Time for a move?

Fred Faour: As strange as it sounds, Texans trading Jadeveon Clowney makes sense in a lot of ways

Jadeveon Clowney is having a big year. Should the Texans consider moving him? Photo by Michelle Watson/Catchlight Group

It might seem silly on the surface to suggest trading your best defensive player. But now might be the time for the Texans to cash in on a deal for Jadeveon Clowney -- before he cashes in himself.

Clowney has been one of the lone bright spots for the Texans in an otherwise dismal year. He has been a force all year, with a career-high nine sacks and is second in the league in tackles for loss. His value has never been higher.

He has one year left on a contract that will pay him over $13 million next year and will likely become the highest paid defensive player in the league when he gets his new deal. But if you are the Texans, does it make sense to pay him that much when you already have significant money tied up in J.J. Watt? Presumably, Watt will return healthy next season, although he may never be what he was. The defense will also get Whitney Mercilus back. Should there be a coaching change, it’s possible you would have three players all making huge money as pass rushers. Does that make fiscal sense?

The Texans have significant holes on the offensive line and secondary and will have to hit the reset button on several veteran players on defense. They have no early picks in this year’s draft and will have to commit money through free agency. While they have solid salary cap room, a Clowney trade could give them even more flexibility.

The pros and cons

The other key reasons to do it:

  1. Clowney may never be any better than he is right now, and you will have to commit significant dollars to keep him.

- _GOALS_:
A: List every football player named in the Clowney article.
B: Write out the part of the Clowney article starting at "Clowney has been" and ending at "make fiscal sense?".

- _Items from a data source_:
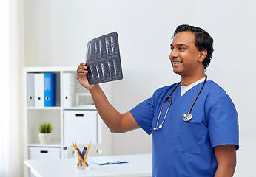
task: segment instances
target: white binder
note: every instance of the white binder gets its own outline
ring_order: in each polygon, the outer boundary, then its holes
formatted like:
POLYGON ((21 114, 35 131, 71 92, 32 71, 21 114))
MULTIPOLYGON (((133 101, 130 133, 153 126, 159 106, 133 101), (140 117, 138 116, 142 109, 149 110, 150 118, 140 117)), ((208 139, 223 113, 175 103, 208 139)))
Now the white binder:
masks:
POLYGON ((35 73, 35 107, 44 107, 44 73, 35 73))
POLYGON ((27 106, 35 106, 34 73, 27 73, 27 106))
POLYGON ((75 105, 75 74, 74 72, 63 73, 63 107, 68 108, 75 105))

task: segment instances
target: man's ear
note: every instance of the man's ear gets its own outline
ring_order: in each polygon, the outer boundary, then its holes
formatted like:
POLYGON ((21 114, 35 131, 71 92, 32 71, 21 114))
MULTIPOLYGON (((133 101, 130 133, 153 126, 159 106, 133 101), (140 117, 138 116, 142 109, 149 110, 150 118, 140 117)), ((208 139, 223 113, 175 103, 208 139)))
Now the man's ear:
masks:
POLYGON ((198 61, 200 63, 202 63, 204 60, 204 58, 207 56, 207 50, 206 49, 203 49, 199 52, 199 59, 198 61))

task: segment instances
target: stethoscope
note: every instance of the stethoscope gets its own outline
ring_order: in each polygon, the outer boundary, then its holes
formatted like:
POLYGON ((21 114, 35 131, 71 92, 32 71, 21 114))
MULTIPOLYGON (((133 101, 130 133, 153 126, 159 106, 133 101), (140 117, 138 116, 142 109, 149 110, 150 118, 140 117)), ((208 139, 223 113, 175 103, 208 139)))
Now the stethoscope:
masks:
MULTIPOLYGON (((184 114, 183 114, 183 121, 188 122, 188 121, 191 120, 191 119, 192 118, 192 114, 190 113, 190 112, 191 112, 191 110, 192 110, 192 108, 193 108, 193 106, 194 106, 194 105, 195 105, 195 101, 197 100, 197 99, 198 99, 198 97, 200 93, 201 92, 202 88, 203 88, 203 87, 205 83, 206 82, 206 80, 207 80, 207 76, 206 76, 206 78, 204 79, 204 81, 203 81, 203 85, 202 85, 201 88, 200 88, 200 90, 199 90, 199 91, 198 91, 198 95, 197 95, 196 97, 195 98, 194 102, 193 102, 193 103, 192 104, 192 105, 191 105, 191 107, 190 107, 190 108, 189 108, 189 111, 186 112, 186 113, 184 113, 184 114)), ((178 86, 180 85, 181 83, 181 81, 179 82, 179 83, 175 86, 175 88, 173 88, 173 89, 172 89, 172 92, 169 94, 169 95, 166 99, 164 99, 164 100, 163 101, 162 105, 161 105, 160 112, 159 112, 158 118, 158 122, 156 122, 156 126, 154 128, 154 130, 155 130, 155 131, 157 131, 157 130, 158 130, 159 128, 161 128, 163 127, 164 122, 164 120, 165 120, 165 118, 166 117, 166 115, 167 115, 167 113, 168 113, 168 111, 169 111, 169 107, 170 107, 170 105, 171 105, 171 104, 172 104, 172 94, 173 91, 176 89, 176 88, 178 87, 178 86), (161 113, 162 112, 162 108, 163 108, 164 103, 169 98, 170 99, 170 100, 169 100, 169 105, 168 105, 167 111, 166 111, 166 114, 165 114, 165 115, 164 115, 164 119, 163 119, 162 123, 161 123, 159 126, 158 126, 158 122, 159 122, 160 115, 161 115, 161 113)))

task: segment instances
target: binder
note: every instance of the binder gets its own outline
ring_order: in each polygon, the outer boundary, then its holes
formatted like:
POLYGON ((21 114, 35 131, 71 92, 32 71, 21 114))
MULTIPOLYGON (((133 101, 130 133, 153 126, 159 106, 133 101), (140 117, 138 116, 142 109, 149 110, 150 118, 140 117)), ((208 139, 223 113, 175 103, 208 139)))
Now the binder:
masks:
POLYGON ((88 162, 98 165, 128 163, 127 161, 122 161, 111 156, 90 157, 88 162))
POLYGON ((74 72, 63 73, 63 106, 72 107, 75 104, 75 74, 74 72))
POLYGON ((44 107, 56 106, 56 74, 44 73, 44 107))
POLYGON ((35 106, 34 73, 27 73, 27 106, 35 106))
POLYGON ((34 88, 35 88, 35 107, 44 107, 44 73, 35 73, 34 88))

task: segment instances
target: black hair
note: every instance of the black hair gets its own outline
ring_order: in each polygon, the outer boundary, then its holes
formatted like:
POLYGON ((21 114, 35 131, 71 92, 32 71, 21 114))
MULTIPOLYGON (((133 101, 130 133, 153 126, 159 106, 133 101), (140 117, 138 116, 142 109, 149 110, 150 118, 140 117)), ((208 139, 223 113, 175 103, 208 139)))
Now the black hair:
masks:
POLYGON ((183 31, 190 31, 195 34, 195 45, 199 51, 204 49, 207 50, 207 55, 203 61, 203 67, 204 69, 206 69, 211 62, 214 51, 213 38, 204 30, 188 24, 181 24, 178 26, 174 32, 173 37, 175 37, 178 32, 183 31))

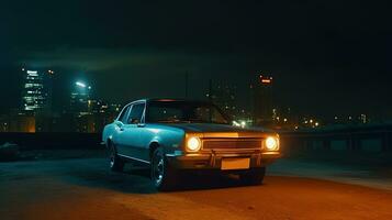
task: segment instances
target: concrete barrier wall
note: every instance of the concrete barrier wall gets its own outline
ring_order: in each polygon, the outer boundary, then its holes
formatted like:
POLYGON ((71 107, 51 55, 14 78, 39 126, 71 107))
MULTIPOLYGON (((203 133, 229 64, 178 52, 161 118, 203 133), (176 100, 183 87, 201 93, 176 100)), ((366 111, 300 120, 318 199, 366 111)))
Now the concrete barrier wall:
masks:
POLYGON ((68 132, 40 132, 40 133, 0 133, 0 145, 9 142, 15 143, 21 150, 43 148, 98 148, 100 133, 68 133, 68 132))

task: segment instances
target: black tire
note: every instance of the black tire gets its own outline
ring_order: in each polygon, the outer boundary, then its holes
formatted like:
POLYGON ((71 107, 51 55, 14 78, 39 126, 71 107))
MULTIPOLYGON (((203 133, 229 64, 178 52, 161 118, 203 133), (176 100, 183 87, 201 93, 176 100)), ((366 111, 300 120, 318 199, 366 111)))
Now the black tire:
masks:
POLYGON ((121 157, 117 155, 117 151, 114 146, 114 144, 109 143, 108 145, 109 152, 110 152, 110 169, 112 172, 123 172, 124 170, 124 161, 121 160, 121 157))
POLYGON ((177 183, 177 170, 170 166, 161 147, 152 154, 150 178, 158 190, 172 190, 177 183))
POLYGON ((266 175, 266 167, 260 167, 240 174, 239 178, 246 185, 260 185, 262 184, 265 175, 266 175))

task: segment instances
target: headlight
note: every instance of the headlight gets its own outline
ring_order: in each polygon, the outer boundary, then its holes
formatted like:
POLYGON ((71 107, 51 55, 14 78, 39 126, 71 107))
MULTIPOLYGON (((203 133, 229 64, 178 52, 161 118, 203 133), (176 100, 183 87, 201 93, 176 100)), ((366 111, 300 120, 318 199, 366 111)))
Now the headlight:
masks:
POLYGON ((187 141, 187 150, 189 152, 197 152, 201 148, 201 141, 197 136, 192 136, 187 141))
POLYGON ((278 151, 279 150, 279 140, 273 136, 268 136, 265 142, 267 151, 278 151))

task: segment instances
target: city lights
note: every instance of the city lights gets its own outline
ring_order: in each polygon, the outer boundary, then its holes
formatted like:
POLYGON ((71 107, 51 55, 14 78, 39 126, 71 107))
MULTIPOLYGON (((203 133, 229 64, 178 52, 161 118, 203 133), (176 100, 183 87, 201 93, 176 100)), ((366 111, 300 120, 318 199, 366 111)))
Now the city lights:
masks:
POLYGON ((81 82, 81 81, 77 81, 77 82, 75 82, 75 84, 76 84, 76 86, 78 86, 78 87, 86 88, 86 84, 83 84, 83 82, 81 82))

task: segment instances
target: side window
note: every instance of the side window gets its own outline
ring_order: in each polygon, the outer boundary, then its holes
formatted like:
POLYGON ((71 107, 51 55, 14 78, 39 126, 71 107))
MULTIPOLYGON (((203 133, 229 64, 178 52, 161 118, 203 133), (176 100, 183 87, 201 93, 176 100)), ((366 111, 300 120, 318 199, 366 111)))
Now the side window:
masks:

- _THE SOLUTIONS_:
A: Jadeveon Clowney, J.J. Watt, Whitney Mercilus

B:
Clowney has been one of the lone bright spots for the Texans in an otherwise dismal year. He has been a force all year, with a career-high nine sacks and is second in the league in tackles for loss. His value has never been higher.

He has one year left on a contract that will pay him over $13 million next year and will likely become the highest paid defensive player in the league when he gets his new deal. But if you are the Texans, does it make sense to pay him that much when you already have significant money tied up in J.J. Watt? Presumably, Watt will return healthy next season, although he may never be what he was. The defense will also get Whitney Mercilus back. Should there be a coaching change, it’s possible you would have three players all making huge money as pass rushers. Does that make fiscal sense?